* _TO DO_: Rewrite the stretch of items below from the line containing "Annotate wooden rafter" through the line containing "322, 307, 817, 700", swapping "pixel-level boxes" for "bounding boxes" and leaving everything else unchanged.

▶

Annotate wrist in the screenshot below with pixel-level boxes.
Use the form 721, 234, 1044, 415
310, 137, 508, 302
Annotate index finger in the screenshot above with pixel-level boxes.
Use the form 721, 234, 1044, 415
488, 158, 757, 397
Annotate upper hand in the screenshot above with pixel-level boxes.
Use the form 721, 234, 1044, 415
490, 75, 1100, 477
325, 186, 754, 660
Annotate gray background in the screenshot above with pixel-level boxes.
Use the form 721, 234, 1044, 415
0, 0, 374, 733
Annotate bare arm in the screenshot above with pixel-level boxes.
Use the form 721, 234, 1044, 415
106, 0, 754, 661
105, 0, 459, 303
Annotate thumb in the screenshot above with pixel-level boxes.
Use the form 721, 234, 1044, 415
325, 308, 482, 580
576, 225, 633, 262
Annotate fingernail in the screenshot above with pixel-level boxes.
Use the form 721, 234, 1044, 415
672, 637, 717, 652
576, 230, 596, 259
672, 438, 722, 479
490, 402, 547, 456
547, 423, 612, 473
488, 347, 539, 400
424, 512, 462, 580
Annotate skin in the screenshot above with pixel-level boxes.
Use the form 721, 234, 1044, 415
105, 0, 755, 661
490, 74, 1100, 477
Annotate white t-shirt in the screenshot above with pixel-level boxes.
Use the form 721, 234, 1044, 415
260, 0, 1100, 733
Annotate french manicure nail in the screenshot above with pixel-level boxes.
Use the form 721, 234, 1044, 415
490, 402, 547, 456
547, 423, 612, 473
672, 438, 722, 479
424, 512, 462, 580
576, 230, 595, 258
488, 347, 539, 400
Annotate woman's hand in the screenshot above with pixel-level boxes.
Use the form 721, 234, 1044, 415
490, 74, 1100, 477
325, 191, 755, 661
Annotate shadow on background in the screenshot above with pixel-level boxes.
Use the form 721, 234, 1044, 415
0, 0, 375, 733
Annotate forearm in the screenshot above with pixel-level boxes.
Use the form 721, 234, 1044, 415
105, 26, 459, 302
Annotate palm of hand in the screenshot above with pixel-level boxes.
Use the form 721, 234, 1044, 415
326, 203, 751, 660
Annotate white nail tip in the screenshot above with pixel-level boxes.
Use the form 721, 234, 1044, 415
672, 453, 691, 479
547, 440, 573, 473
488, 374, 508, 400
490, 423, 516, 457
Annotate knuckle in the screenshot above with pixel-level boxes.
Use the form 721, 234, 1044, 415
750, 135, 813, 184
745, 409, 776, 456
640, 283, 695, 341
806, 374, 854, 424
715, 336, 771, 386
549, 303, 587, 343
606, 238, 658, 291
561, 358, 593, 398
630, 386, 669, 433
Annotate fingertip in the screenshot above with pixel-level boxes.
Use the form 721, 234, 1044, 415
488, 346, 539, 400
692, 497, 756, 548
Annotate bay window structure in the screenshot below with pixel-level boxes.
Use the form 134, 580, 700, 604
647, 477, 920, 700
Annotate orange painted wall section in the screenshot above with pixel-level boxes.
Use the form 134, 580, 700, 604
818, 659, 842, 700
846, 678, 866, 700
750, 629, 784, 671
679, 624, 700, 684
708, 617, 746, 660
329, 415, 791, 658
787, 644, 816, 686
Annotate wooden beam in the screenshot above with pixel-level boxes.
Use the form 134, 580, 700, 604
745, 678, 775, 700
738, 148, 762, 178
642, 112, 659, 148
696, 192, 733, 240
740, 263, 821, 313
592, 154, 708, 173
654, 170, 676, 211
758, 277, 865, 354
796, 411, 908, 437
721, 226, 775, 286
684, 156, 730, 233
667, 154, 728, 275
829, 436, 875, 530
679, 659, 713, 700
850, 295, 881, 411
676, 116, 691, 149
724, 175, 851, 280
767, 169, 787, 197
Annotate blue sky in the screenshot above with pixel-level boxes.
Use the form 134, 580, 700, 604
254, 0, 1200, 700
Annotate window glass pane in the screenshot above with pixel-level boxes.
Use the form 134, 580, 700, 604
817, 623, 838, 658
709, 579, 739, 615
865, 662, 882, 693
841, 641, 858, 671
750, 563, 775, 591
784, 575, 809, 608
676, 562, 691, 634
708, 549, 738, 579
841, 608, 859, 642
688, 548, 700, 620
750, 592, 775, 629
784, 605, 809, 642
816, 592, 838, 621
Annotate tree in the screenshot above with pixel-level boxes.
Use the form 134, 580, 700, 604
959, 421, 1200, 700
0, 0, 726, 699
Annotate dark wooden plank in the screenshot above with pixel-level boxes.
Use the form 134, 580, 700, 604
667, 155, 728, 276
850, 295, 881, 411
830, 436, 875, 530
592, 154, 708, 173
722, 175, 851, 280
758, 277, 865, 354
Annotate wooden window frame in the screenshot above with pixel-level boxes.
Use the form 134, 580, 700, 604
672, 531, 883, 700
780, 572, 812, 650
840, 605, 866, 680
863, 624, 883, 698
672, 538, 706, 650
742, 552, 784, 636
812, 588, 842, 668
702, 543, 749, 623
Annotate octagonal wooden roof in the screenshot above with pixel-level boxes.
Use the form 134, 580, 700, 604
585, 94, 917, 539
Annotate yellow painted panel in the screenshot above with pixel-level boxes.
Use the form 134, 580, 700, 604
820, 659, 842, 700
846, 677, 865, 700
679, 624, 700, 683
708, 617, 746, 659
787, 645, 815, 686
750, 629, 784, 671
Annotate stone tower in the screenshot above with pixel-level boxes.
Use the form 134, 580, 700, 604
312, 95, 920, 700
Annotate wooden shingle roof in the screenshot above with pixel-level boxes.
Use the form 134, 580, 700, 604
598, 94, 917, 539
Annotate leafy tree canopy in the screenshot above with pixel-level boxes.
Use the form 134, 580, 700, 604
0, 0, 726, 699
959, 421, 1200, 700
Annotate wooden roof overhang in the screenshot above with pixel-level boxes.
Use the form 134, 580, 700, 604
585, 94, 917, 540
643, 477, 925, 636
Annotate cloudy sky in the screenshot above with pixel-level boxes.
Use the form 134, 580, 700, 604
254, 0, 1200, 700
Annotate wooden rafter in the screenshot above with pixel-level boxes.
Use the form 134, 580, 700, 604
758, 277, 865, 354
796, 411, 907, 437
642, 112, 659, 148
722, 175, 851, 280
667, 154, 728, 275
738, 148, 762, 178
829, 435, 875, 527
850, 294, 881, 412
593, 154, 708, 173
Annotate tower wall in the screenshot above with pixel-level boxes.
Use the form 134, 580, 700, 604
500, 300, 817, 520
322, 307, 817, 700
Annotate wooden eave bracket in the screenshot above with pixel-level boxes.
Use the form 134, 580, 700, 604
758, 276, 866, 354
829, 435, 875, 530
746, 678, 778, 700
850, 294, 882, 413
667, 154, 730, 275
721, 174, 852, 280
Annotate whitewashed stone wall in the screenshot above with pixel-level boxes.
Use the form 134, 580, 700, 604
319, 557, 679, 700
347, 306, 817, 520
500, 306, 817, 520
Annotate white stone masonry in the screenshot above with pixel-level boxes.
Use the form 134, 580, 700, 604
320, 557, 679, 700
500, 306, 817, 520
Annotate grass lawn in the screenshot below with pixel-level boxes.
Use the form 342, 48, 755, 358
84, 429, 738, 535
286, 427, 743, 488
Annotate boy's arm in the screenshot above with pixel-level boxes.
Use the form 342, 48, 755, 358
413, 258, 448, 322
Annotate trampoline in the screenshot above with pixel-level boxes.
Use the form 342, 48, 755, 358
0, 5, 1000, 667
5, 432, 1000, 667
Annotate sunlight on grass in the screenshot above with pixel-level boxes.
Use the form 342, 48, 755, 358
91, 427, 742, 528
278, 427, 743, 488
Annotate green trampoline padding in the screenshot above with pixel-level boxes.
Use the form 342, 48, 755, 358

◀

* _ANSWER TO THE TASK_:
Annotate wooden rafter in the screenshot above with bounding boxes.
Use the form 134, 580, 700, 604
758, 277, 865, 354
796, 411, 907, 437
642, 112, 659, 148
722, 175, 851, 280
667, 154, 728, 275
738, 148, 762, 178
829, 435, 875, 527
850, 294, 881, 412
593, 154, 708, 173
Annotate tower wall in the screenshot above with bounding boxes.
Use the form 134, 580, 700, 604
500, 300, 817, 520
322, 307, 817, 700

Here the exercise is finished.